Work instructions:
Nothing but the lines from the one that contains "Spot the white rose" through the end of the data should be reproduced, and each must match exactly.

Provided information:
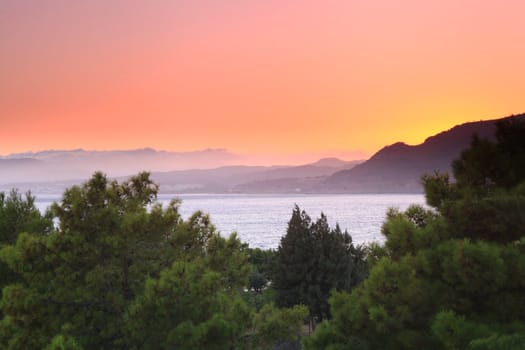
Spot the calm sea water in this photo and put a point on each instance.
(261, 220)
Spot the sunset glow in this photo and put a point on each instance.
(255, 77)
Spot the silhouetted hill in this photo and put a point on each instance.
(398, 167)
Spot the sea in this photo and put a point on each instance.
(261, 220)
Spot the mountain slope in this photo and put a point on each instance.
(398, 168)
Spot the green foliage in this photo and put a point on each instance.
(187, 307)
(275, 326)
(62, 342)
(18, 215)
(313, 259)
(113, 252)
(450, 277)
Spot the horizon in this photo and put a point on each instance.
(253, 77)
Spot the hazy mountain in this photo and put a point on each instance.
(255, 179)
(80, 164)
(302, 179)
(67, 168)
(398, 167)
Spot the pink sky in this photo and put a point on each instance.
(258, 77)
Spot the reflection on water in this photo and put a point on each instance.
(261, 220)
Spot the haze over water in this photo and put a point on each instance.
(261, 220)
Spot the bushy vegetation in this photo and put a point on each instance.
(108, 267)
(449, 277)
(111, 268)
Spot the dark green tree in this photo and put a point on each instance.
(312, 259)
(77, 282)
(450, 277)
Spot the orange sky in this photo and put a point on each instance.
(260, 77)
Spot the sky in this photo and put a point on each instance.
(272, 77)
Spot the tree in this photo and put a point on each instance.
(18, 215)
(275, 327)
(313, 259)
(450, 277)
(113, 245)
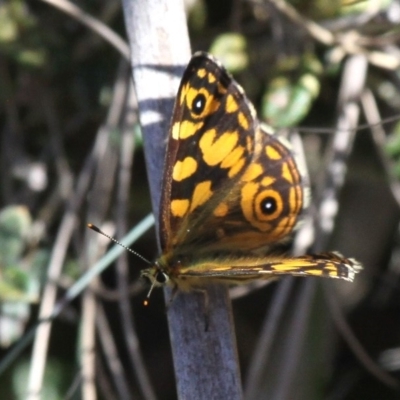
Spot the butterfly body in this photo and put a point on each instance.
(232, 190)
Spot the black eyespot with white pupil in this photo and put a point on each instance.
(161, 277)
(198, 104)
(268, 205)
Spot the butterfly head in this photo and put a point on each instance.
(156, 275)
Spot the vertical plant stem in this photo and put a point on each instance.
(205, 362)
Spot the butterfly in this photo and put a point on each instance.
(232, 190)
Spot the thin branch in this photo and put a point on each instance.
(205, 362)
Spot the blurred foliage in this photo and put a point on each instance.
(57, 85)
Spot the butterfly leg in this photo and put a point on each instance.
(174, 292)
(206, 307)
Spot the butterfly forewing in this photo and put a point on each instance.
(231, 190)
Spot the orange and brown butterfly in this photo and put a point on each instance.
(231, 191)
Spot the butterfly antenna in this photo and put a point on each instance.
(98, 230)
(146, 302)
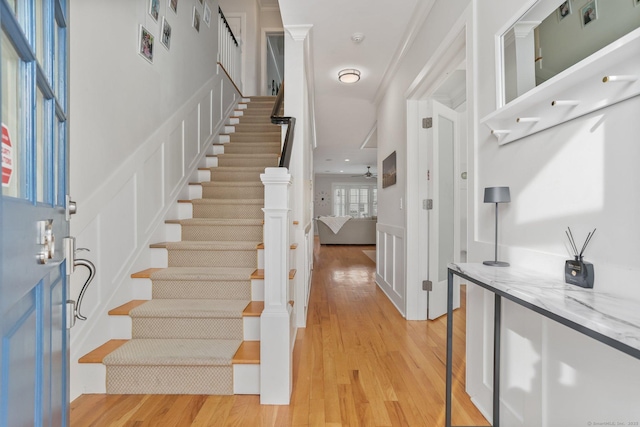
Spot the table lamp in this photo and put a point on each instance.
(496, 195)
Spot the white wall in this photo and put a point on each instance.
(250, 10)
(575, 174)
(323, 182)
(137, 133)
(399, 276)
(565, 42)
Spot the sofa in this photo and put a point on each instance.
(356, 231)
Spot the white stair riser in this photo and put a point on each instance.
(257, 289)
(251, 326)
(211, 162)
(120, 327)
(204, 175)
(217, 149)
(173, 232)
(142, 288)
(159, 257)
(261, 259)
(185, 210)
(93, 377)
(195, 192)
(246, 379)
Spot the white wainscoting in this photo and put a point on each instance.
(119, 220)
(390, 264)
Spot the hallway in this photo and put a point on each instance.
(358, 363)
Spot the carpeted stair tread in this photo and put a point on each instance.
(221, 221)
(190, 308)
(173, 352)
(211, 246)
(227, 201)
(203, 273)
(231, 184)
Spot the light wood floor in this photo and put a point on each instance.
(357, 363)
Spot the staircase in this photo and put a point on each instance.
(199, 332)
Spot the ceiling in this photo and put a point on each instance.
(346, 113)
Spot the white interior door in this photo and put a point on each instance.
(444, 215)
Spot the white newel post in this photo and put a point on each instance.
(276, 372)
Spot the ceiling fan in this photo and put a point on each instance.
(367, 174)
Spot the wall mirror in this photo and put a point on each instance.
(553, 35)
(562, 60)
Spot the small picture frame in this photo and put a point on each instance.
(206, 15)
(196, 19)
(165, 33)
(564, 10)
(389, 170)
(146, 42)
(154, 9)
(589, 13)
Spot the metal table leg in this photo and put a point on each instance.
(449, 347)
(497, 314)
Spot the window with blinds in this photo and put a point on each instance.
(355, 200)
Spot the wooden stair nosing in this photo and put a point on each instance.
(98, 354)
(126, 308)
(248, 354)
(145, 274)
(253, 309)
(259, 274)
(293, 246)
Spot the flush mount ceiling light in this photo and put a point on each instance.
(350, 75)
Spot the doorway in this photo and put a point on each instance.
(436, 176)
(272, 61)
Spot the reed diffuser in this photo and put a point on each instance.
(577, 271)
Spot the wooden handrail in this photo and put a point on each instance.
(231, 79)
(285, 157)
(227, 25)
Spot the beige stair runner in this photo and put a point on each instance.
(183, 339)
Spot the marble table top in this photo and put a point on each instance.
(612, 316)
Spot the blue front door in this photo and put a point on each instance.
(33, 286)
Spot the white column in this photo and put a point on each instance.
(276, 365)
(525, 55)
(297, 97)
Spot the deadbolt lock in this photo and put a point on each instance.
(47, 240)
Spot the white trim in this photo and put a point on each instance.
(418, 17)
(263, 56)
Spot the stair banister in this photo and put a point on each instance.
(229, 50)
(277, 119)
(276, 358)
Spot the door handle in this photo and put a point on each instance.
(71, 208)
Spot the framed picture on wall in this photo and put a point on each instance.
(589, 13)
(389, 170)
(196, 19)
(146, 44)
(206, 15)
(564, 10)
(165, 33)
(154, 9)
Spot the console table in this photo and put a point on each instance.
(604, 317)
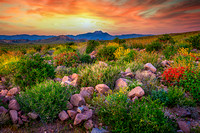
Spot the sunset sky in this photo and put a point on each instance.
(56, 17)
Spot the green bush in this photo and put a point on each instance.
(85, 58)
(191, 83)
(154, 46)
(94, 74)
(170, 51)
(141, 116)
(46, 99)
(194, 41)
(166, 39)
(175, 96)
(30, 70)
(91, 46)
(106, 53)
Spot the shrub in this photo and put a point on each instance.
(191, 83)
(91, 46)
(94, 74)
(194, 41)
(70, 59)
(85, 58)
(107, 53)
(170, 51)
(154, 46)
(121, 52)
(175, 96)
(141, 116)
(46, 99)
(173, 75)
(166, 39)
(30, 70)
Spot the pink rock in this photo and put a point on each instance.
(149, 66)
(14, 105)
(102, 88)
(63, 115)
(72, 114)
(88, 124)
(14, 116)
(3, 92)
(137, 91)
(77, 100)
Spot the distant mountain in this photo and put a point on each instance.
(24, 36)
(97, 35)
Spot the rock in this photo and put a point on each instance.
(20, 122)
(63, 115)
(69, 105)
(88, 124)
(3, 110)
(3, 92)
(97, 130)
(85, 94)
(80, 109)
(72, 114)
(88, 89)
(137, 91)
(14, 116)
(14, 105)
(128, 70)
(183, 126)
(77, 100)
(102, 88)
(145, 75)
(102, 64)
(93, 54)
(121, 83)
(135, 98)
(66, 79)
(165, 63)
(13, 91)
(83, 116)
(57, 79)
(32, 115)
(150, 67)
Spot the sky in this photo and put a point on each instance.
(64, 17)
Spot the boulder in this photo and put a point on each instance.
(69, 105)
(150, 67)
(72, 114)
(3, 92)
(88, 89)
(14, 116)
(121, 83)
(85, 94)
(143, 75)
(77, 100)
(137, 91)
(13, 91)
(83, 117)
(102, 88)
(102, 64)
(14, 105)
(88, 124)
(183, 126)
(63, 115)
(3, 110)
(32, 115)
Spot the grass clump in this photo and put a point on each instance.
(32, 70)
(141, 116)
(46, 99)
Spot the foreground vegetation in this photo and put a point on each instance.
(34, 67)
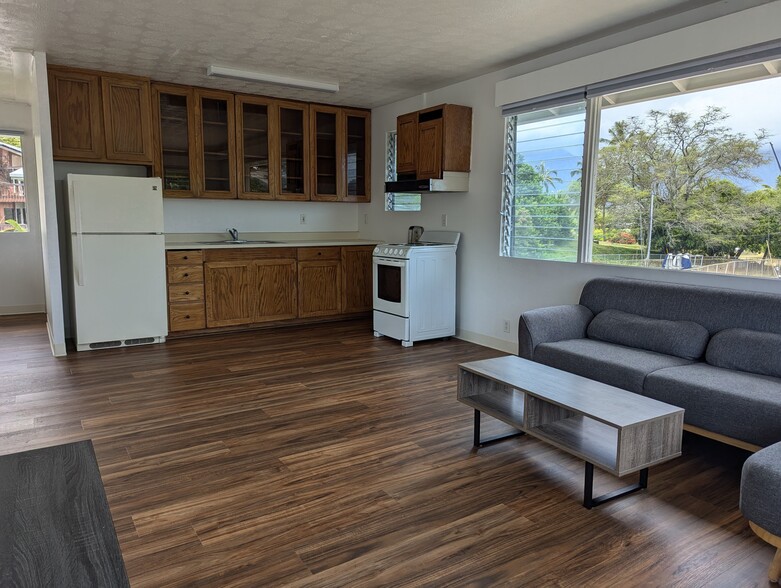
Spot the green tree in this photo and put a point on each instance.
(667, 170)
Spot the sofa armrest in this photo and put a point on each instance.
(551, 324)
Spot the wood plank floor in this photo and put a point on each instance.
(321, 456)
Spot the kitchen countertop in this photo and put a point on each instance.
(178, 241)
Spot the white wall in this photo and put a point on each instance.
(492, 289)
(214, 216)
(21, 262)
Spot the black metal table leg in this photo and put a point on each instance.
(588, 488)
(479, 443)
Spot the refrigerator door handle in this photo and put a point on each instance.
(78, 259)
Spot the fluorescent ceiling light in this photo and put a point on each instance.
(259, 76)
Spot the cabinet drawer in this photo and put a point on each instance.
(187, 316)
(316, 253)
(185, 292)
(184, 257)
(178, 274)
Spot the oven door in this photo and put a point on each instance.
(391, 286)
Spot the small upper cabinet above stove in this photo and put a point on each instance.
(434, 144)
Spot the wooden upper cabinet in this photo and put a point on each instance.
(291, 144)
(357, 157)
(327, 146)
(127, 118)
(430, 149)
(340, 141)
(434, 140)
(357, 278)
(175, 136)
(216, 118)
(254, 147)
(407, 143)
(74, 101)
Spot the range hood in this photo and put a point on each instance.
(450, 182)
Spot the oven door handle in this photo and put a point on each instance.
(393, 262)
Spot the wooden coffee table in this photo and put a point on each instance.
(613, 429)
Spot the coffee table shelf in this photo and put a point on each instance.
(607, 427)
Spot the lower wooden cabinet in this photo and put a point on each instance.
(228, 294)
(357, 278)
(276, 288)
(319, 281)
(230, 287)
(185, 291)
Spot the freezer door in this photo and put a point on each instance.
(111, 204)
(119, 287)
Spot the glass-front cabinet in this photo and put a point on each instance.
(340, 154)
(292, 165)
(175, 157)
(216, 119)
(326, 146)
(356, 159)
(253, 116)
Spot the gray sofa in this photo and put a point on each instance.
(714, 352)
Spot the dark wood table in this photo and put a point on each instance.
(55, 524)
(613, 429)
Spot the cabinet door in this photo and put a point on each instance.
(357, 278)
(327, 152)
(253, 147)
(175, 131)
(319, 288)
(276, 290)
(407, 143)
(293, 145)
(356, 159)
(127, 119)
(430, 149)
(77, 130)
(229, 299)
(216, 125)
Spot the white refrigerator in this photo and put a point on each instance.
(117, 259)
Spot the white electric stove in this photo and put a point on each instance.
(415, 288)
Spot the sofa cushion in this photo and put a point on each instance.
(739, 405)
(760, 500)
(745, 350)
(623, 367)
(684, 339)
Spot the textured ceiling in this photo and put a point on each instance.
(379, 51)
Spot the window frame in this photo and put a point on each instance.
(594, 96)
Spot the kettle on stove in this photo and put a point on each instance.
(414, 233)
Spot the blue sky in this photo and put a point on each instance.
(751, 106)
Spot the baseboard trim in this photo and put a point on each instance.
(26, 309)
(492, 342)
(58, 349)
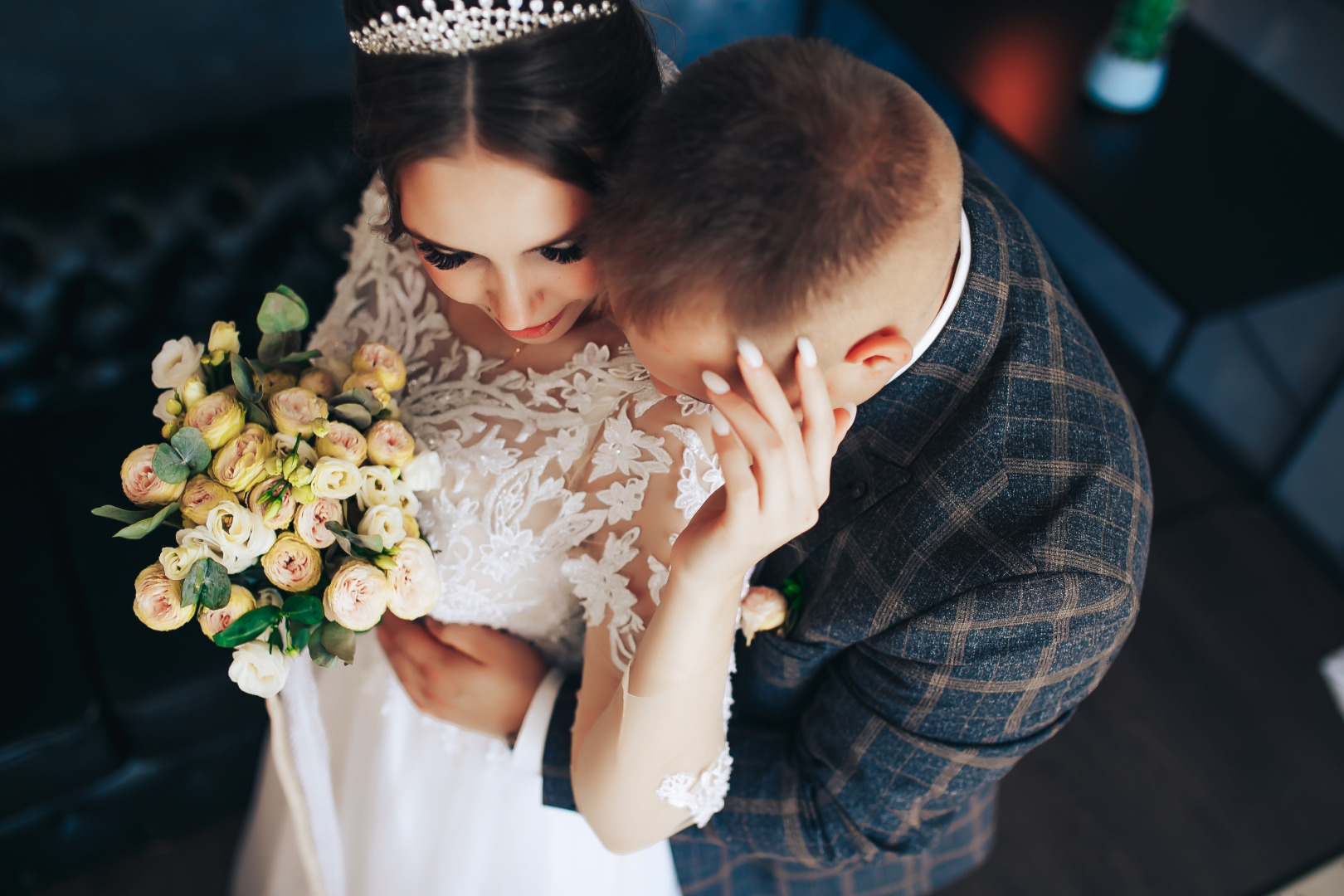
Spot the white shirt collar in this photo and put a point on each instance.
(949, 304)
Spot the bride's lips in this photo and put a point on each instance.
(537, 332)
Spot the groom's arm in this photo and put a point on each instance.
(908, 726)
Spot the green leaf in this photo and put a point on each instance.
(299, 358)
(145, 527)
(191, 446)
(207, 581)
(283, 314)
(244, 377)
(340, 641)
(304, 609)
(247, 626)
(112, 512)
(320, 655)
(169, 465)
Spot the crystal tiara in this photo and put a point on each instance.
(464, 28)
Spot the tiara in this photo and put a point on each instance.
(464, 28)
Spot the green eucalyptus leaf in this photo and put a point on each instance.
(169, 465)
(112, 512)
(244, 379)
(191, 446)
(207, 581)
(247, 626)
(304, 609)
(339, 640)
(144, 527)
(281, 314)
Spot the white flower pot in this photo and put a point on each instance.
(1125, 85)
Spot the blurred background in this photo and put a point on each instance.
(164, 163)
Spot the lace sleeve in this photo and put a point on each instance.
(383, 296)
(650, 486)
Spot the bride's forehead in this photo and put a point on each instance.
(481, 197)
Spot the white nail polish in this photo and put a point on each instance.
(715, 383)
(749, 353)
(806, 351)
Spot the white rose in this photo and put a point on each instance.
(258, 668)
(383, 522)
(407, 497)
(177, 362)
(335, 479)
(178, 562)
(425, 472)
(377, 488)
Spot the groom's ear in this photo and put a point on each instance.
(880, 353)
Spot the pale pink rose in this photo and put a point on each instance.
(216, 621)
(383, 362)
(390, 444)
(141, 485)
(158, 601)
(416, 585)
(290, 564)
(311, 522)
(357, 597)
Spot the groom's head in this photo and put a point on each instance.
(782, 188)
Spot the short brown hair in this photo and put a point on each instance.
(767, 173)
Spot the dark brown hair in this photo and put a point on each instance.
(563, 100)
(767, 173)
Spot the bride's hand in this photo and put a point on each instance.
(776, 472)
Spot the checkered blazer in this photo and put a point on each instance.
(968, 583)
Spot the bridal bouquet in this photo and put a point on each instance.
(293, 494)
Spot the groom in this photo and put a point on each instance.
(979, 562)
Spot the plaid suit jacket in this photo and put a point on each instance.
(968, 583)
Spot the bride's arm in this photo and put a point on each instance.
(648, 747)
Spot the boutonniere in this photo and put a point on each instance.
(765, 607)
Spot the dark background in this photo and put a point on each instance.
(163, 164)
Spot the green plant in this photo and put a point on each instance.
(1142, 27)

Output for this task:
Spot the white rose in this photo and put a point on each instance.
(258, 668)
(383, 522)
(407, 497)
(177, 362)
(335, 479)
(178, 562)
(425, 472)
(377, 488)
Spot the groom's ear in this photo and put a point on each instance.
(880, 353)
Spot the pale pink rose in this photo and put a point on each instance.
(216, 621)
(383, 362)
(390, 444)
(141, 485)
(158, 601)
(416, 585)
(290, 564)
(311, 522)
(357, 597)
Spot the groom's head in this photo and put a point on each instance.
(782, 188)
Spot the short brown hair in this photo and put a point on each instance.
(767, 173)
Spot the dark brown hair in this photo and put a point on each instance.
(563, 100)
(767, 173)
Spot the bride's hand in this photo and put a point on each instance.
(776, 472)
Spot the checkered blazer in this photo and put a point on each instance.
(968, 583)
Spot the bridal bouquet in this photo and put a point on each instance.
(293, 494)
Spot the groom in this photo and put a point on each instance.
(979, 562)
Spot the plaid suit jacket in this photo and put a point on each instance.
(968, 583)
Spot the bride's arm in this photo and put a point on each instance.
(648, 747)
Spot the boutonniere in this photo and put a point on each instance.
(765, 607)
Spot the dark background in this photo and put a point on each instance.
(163, 164)
Spot the green plant in this photo and put a point on each instance.
(1142, 27)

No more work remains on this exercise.